[Point labeling dataset excerpts]
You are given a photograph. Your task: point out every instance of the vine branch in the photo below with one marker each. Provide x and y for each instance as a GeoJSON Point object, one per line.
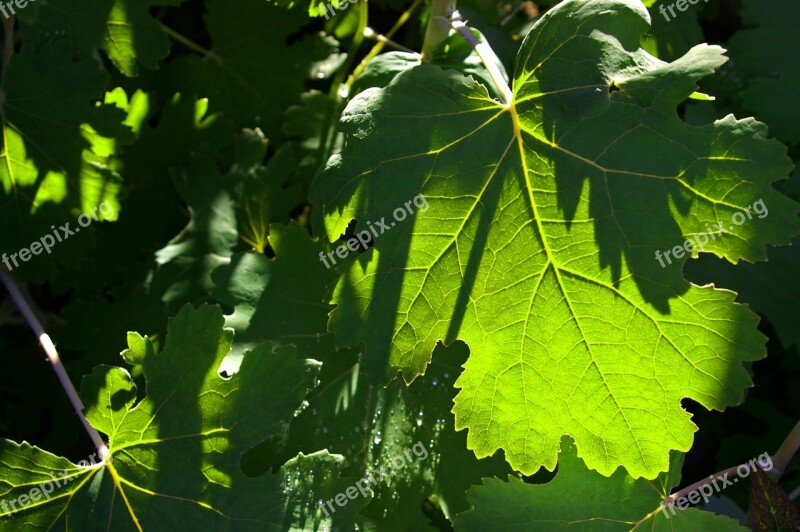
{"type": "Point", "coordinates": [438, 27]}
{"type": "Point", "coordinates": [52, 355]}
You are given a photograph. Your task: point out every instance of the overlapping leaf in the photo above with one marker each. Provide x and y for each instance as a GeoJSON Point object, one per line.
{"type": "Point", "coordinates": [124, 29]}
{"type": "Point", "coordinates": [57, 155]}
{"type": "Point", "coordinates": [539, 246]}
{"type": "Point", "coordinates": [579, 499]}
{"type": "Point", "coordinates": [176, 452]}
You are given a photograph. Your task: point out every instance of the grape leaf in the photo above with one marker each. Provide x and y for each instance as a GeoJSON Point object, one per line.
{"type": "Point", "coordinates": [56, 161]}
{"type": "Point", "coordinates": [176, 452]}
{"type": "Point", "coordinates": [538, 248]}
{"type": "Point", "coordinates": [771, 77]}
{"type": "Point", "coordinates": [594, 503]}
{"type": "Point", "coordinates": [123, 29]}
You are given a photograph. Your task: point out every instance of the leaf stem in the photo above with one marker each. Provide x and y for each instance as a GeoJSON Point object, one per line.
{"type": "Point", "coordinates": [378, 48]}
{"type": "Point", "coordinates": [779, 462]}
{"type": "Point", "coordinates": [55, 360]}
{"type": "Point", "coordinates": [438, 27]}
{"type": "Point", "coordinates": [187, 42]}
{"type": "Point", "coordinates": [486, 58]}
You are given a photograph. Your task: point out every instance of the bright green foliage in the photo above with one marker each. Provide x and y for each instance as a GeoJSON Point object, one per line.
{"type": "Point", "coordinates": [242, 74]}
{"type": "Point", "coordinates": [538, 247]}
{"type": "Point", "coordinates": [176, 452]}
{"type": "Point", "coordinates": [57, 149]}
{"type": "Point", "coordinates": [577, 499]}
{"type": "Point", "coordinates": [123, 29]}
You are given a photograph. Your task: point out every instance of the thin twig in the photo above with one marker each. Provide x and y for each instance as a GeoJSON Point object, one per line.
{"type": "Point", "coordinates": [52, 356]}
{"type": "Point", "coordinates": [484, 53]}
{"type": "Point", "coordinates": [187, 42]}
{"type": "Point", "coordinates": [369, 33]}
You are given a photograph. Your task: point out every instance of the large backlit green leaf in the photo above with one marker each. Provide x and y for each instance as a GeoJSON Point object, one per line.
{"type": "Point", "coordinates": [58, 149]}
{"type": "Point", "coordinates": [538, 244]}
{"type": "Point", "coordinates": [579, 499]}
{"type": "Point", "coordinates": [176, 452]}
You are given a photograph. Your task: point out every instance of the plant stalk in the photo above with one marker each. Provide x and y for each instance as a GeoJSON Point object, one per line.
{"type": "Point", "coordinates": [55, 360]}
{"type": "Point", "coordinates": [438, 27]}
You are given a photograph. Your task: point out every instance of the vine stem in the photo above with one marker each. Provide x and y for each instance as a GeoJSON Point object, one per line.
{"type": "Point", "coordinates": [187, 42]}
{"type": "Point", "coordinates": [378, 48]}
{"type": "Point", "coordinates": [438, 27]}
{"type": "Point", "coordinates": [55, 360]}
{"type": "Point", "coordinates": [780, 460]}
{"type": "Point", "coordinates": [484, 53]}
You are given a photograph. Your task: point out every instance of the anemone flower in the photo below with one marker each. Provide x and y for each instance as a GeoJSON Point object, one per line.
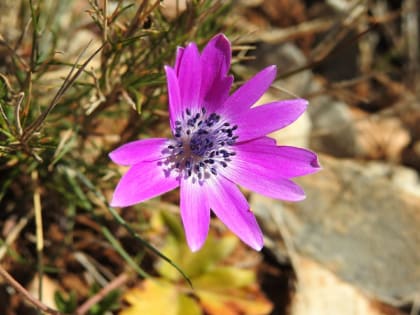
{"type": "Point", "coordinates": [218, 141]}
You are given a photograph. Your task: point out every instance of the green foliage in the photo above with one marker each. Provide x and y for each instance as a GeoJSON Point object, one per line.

WRITTEN INSTRUCTION: Rewrite every row with "marker" changed to "pin" and everything else kept the same. Leave out the pictures.

CORRECT ANSWER:
You are given a photograph. Your task: point out every instance of the vine branch in the photo below with one pin each. Provide x and y for each instance as a GeoJSON Point object, one per line.
{"type": "Point", "coordinates": [438, 27]}
{"type": "Point", "coordinates": [52, 355]}
You are given a photograph. Your task: point out every instance of the overlapping leaf in the photo above with one pin each. Provide x and y for each instance as a GeoJSON Point object, one per line.
{"type": "Point", "coordinates": [124, 29]}
{"type": "Point", "coordinates": [57, 155]}
{"type": "Point", "coordinates": [539, 246]}
{"type": "Point", "coordinates": [579, 499]}
{"type": "Point", "coordinates": [176, 452]}
You are given a photograph. Your task: point out every instance of the grape leaf in the photo above with one pin each. Provide x and y for each instance as a GeoJSON Point object, one per line.
{"type": "Point", "coordinates": [56, 161]}
{"type": "Point", "coordinates": [176, 452]}
{"type": "Point", "coordinates": [538, 248]}
{"type": "Point", "coordinates": [771, 77]}
{"type": "Point", "coordinates": [594, 503]}
{"type": "Point", "coordinates": [123, 29]}
You are given a photograph. Your task: point out every instance of the leaf stem in the photo above with one pin each. Provide x and y for each instance as a GeoJSON Point object, one per line.
{"type": "Point", "coordinates": [378, 48]}
{"type": "Point", "coordinates": [779, 462]}
{"type": "Point", "coordinates": [55, 360]}
{"type": "Point", "coordinates": [438, 27]}
{"type": "Point", "coordinates": [187, 42]}
{"type": "Point", "coordinates": [486, 58]}
You are given a photograph. Your task: point out every instance of the bright green foliage in the photo above with one pin each. Provide x and y for each instance as a GeoJSON Point object, one per line.
{"type": "Point", "coordinates": [242, 74]}
{"type": "Point", "coordinates": [538, 247]}
{"type": "Point", "coordinates": [176, 452]}
{"type": "Point", "coordinates": [57, 149]}
{"type": "Point", "coordinates": [577, 499]}
{"type": "Point", "coordinates": [123, 29]}
You are given a photograph. Your task: point out every instance of the thin twig in the photo above with one pin each. Provide x and y for each instance as a GeoJSON Point object, one per line.
{"type": "Point", "coordinates": [52, 356]}
{"type": "Point", "coordinates": [484, 53]}
{"type": "Point", "coordinates": [187, 42]}
{"type": "Point", "coordinates": [369, 33]}
You are given a photograph. Your task: point out every instance of the large backlit green leaf in the photo above with one pin each. Provide x and y for each instance as a GeoJSON Point object, one per line.
{"type": "Point", "coordinates": [58, 149]}
{"type": "Point", "coordinates": [538, 244]}
{"type": "Point", "coordinates": [579, 499]}
{"type": "Point", "coordinates": [176, 452]}
You are given a photograph. Your task: point out every instance of the plant stalk in the photo above with one pin each. Provide x and y for each instance as a GeoJSON Point object, one per line.
{"type": "Point", "coordinates": [55, 360]}
{"type": "Point", "coordinates": [438, 27]}
You are given a photograph. Your task: point out every instance of the vine stem in the photo above with one pin each. Provide x and y for each instance as a GeoJSON Point object, one per line.
{"type": "Point", "coordinates": [187, 42]}
{"type": "Point", "coordinates": [378, 48]}
{"type": "Point", "coordinates": [438, 27]}
{"type": "Point", "coordinates": [55, 360]}
{"type": "Point", "coordinates": [780, 460]}
{"type": "Point", "coordinates": [484, 53]}
You are given a photograph. Your task: point out every instance of the anemone flower in the photo below with one pin each. Provide x and y for each instance as a GeoJSON Point object, one per line.
{"type": "Point", "coordinates": [218, 141]}
You are given a photograph. Your task: point out every instance of the green foliage in the photo above with one pin each. Provide x and y for each instance as a GeoJSON Point object, one per line.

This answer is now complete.